* STATED PROBLEM: Reproduce all of the material below, swapping "pointing benchmark" for "grounding test" wherever it occurs and leaving everything else unchanged.

* DATASET RECORDS:
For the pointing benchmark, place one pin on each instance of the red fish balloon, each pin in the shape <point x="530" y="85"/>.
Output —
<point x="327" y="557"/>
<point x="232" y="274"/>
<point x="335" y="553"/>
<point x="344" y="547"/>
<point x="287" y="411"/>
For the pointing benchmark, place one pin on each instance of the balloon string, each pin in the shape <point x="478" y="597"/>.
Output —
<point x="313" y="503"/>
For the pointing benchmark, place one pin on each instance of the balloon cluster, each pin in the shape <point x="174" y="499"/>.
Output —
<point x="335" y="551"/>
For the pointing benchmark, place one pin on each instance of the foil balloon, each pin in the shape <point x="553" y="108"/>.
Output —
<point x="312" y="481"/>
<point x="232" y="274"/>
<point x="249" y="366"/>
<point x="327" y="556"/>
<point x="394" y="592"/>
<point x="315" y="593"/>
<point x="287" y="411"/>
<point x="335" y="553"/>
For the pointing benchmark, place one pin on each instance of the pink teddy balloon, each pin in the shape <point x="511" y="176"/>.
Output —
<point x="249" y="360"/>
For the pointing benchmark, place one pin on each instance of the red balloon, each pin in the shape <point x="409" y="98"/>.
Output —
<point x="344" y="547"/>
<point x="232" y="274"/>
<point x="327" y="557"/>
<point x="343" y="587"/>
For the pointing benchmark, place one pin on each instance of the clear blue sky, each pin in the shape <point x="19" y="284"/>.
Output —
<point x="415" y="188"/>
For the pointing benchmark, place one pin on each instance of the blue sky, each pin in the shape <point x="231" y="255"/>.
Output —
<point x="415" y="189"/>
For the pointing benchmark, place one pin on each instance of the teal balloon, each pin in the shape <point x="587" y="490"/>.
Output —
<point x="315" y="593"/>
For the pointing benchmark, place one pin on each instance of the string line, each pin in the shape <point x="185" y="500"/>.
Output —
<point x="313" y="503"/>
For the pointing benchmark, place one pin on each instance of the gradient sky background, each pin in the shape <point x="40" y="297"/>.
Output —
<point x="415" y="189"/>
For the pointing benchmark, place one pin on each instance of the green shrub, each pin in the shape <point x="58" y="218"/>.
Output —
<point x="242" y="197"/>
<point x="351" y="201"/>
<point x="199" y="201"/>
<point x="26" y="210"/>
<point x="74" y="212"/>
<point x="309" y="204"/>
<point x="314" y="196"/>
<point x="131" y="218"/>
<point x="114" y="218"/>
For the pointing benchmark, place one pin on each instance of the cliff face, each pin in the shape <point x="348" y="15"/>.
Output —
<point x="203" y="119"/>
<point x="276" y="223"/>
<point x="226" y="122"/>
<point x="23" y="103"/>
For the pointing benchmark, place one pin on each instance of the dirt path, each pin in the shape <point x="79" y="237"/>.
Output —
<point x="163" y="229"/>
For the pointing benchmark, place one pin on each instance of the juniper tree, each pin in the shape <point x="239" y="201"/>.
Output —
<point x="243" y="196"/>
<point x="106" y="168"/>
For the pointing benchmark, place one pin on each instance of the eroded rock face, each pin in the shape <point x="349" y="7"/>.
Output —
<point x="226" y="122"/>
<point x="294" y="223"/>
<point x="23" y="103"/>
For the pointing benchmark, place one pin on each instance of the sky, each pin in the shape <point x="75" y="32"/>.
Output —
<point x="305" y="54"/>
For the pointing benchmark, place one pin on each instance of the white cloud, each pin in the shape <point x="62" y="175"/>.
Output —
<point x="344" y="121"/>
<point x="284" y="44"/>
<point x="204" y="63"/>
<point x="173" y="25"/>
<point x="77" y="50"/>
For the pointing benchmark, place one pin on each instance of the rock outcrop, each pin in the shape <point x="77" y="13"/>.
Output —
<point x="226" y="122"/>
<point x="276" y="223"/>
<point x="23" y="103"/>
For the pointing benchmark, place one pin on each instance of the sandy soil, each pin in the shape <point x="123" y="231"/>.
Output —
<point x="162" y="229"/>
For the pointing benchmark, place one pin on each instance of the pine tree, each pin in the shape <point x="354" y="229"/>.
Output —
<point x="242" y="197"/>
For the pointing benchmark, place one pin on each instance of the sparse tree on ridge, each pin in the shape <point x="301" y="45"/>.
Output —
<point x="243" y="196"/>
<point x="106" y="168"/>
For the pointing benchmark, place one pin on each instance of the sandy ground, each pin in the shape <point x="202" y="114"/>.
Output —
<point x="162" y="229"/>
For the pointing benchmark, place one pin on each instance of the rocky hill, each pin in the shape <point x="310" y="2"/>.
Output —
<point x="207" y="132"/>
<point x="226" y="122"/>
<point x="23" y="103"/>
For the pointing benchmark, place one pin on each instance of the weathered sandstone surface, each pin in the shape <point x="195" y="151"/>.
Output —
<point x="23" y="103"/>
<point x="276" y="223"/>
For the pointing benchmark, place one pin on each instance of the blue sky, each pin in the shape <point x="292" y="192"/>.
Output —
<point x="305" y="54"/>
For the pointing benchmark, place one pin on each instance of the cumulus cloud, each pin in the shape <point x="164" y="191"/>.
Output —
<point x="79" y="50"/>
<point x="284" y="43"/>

* WRITTEN ANSWER:
For the grounding test, place one pin on each instance of the red fish balloon, each pin in the shape <point x="530" y="85"/>.
Output —
<point x="327" y="557"/>
<point x="232" y="274"/>
<point x="335" y="553"/>
<point x="344" y="547"/>
<point x="287" y="411"/>
For the grounding test, place one pin on each instance of the balloon string, each pin in the shape <point x="478" y="597"/>.
Output —
<point x="313" y="503"/>
For the grounding test, place one pin on each instance of the balloon cluster, each pin in the shape <point x="174" y="499"/>.
Output —
<point x="335" y="551"/>
For the grounding test, place one pin on each instance of the foil balloon, each pin in the shape <point x="553" y="108"/>.
Output —
<point x="312" y="481"/>
<point x="232" y="274"/>
<point x="249" y="366"/>
<point x="327" y="556"/>
<point x="394" y="592"/>
<point x="315" y="593"/>
<point x="287" y="411"/>
<point x="335" y="553"/>
For the grounding test, place one pin on each instance of the pink teddy balloon, each pin in the shape <point x="511" y="176"/>.
Output —
<point x="249" y="360"/>
For the grounding test, place one pin on each instance of the red balloon, each pin in the shape <point x="409" y="98"/>.
Output —
<point x="344" y="547"/>
<point x="232" y="274"/>
<point x="327" y="557"/>
<point x="343" y="587"/>
For the grounding test, place one pin on each instance of the clear blue sky, each pin in the shape <point x="19" y="284"/>.
Output —
<point x="415" y="188"/>
For the grounding test, place one pin on each instance of the blue sky, each pin in the shape <point x="231" y="255"/>.
Output —
<point x="415" y="189"/>
For the grounding test, place one pin on each instance of the teal balloon, each pin in the shape <point x="587" y="490"/>.
Output —
<point x="315" y="593"/>
For the grounding test, place one pin on each instance of the string line, each pin in the shape <point x="185" y="500"/>.
Output —
<point x="313" y="503"/>
For the grounding test, place one pin on each instance of the gradient sky background, each pin in the shape <point x="40" y="297"/>.
Output —
<point x="415" y="189"/>
For the grounding test, place one pin on each instance of the green shrub, each pin in the shape <point x="58" y="218"/>.
Output —
<point x="242" y="197"/>
<point x="351" y="201"/>
<point x="199" y="201"/>
<point x="26" y="210"/>
<point x="74" y="212"/>
<point x="309" y="204"/>
<point x="314" y="196"/>
<point x="131" y="218"/>
<point x="114" y="218"/>
For the grounding test, place one pin on each instance of the cliff face, each pin in the shape <point x="348" y="15"/>.
Output —
<point x="203" y="119"/>
<point x="276" y="223"/>
<point x="226" y="122"/>
<point x="23" y="103"/>
For the grounding test, place one pin on each instance of the dirt path, each pin in the shape <point x="79" y="237"/>.
Output —
<point x="163" y="229"/>
For the grounding test, place one pin on each instance of the juniper tree, each pin in the shape <point x="239" y="201"/>.
Output —
<point x="243" y="196"/>
<point x="106" y="168"/>
For the grounding test, place one pin on each instance of the eroded rock face, each pin in the shape <point x="349" y="7"/>.
Output —
<point x="226" y="122"/>
<point x="294" y="223"/>
<point x="23" y="103"/>
For the grounding test, place one pin on each instance of the sky, each pin in the shape <point x="75" y="32"/>.
Output —
<point x="305" y="54"/>
For the grounding test, place one pin on each instance of the white cloud, each pin in the shape <point x="62" y="175"/>.
Output —
<point x="344" y="121"/>
<point x="284" y="44"/>
<point x="204" y="63"/>
<point x="173" y="25"/>
<point x="77" y="50"/>
For the grounding test, place one pin on each instance of the rock outcrop, each pin in the shape <point x="77" y="13"/>.
Output —
<point x="226" y="122"/>
<point x="276" y="223"/>
<point x="23" y="103"/>
For the grounding test, place one pin on each instance of the sandy soil, each pin in the shape <point x="123" y="231"/>.
Output —
<point x="162" y="229"/>
For the grounding test, place one pin on each instance of the pine tree, each pin in the shape <point x="354" y="229"/>.
Output —
<point x="242" y="197"/>
For the grounding test, place one pin on each instance of the sparse tree on ridge, each pin in the shape <point x="301" y="45"/>.
Output —
<point x="243" y="196"/>
<point x="106" y="168"/>
For the grounding test, place one pin on each instance of the sandy ground, each pin in the shape <point x="202" y="114"/>.
Output —
<point x="162" y="229"/>
For the grounding test, place one pin on each instance of the rocky hill, each pin in the shape <point x="310" y="2"/>.
Output —
<point x="207" y="132"/>
<point x="226" y="122"/>
<point x="23" y="103"/>
For the grounding test, place one pin on each instance of the weathered sandstone surface, each pin in the shape <point x="195" y="151"/>.
Output —
<point x="23" y="103"/>
<point x="276" y="223"/>
For the grounding test, place one pin on each instance of the blue sky, each pin in the shape <point x="292" y="192"/>.
Output —
<point x="305" y="54"/>
For the grounding test, place one pin on each instance of the cumulus cloud, each pin in the shape <point x="164" y="191"/>.
Output —
<point x="79" y="50"/>
<point x="284" y="43"/>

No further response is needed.